_Work instruction 1:_
What does the domain rebranding checklist say can make rebranding with a new domain name a real SEO concern?
_Work instruction 2:_
Revise the domain rebranding checklist between "Visibility is Key" and "search referral traffic.", inclusive, replacing "SERPs" with "search results".

Visibility is Key for your business. Search engine visibility brings more visitors and more revenue.

Domain Name Rebranding SEO Checklist

Domain Name Rebranding SEO Checklist

Rebranding a business with a new domain name can be a real SEO concern when your current domain ranks well in the SERPs for your business. However, once the decision has been made to rebrand that URL to better reflect your company mission or match a copyrighted product or service name, there are a list of important things to do in order to preserve current search engine visibility and search referral traffic.

Here is the short version of an ideal domain name rebranding checklist, which I’ll expand on below in the (TL;DR):

    • Planning & Pre-Launch
  • Launch New Social Media Profile Pages to Match Rebranded Domain Name
  • Keep Existing Platform & Code Base to Maintain URLs on New Domain Name
  • Crawl Existing Site & Record all URLs to Map 301 Redirects to New Domain
  • List Third-Party Tools to Prepare Updates to Scripts & Notify Vendors
  • Extract Title Tags, Meta Descriptions from Crawl if not Retained by Platform
  • Resolve Current Search Console 404 Errors with Redirects Prior to Migration
  • Save XML Sitemaps & Hierarchical HTML Sitemaps to Edit in New Domain Name URLs
  • Save Current robots.txt to Transfer to new Domain Disallows & Sitemap Pointer
  • Record Top 10 Target Keyword Rankings & Landing Pages of Top 20 Pages
  • List Internal & External Deep Links (source URL, count, authority, etc.)

_Stored records:_

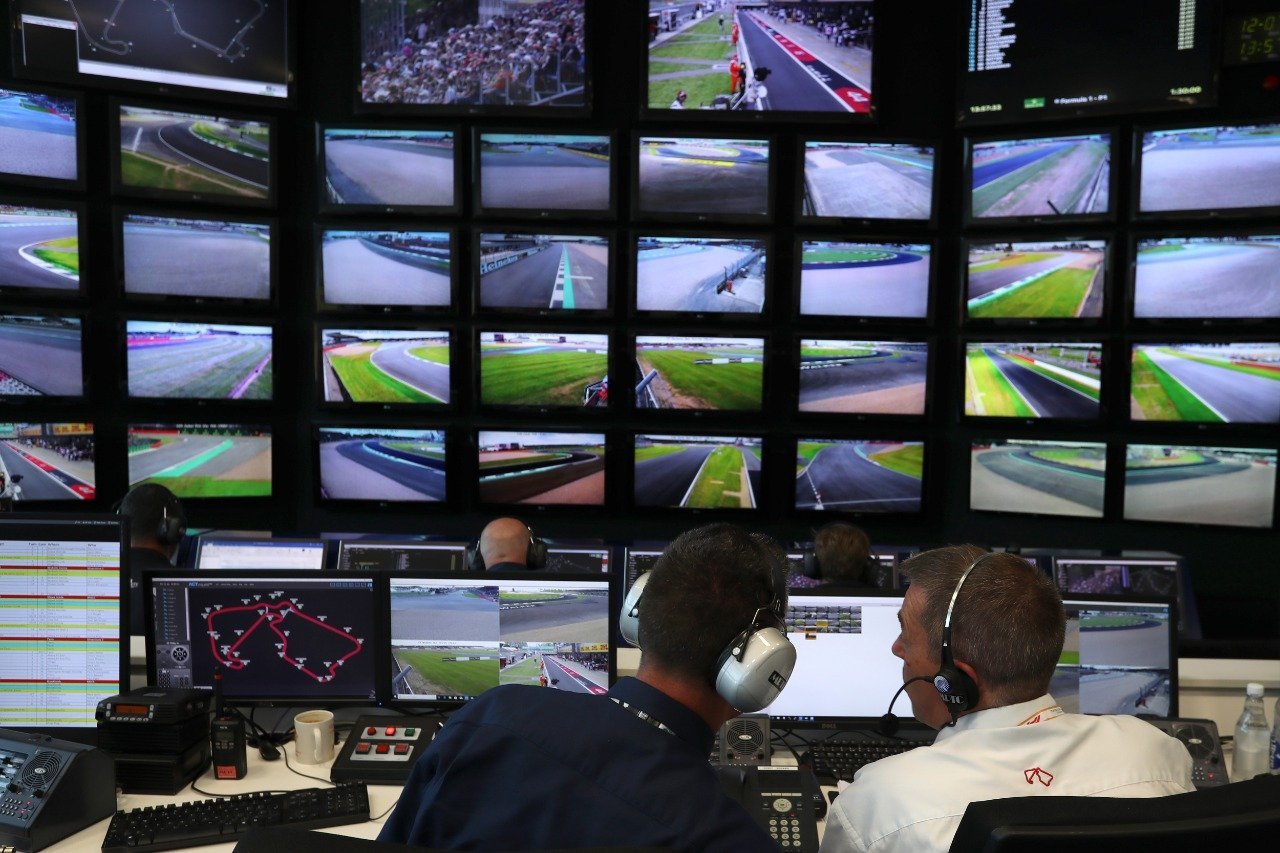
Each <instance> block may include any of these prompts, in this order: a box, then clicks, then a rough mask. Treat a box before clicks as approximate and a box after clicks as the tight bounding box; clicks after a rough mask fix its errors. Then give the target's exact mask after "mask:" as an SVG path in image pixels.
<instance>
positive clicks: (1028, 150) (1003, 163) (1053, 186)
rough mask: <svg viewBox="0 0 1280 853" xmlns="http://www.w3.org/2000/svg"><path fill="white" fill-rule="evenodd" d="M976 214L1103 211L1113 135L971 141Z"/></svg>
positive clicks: (1018, 214)
mask: <svg viewBox="0 0 1280 853" xmlns="http://www.w3.org/2000/svg"><path fill="white" fill-rule="evenodd" d="M972 156H973V163H972V169H973V173H972V174H973V196H972V197H970V204H972V213H973V218H974V219H996V218H1000V219H1004V218H1028V216H1029V218H1037V219H1039V218H1046V216H1048V218H1052V216H1073V215H1105V214H1107V213H1108V211H1110V210H1111V134H1110V133H1089V134H1085V136H1061V137H1047V138H1039V140H1004V141H997V142H974V143H973V151H972Z"/></svg>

_Final answer 1:_
Rebranding can be a real SEO concern when the current domain ranks well in the SERPs for the business.

_Final answer 2:_
Visibility is Key for your business. Search engine visibility brings more visitors and more revenue.

Domain Name Rebranding SEO Checklist

Domain Name Rebranding SEO Checklist

Rebranding a business with a new domain name can be a real SEO concern when your current domain ranks well in the search results for your business. However, once the decision has been made to rebrand that URL to better reflect your company mission or match a copyrighted product or service name, there are a list of important things to do in order to preserve current search engine visibility and search referral traffic.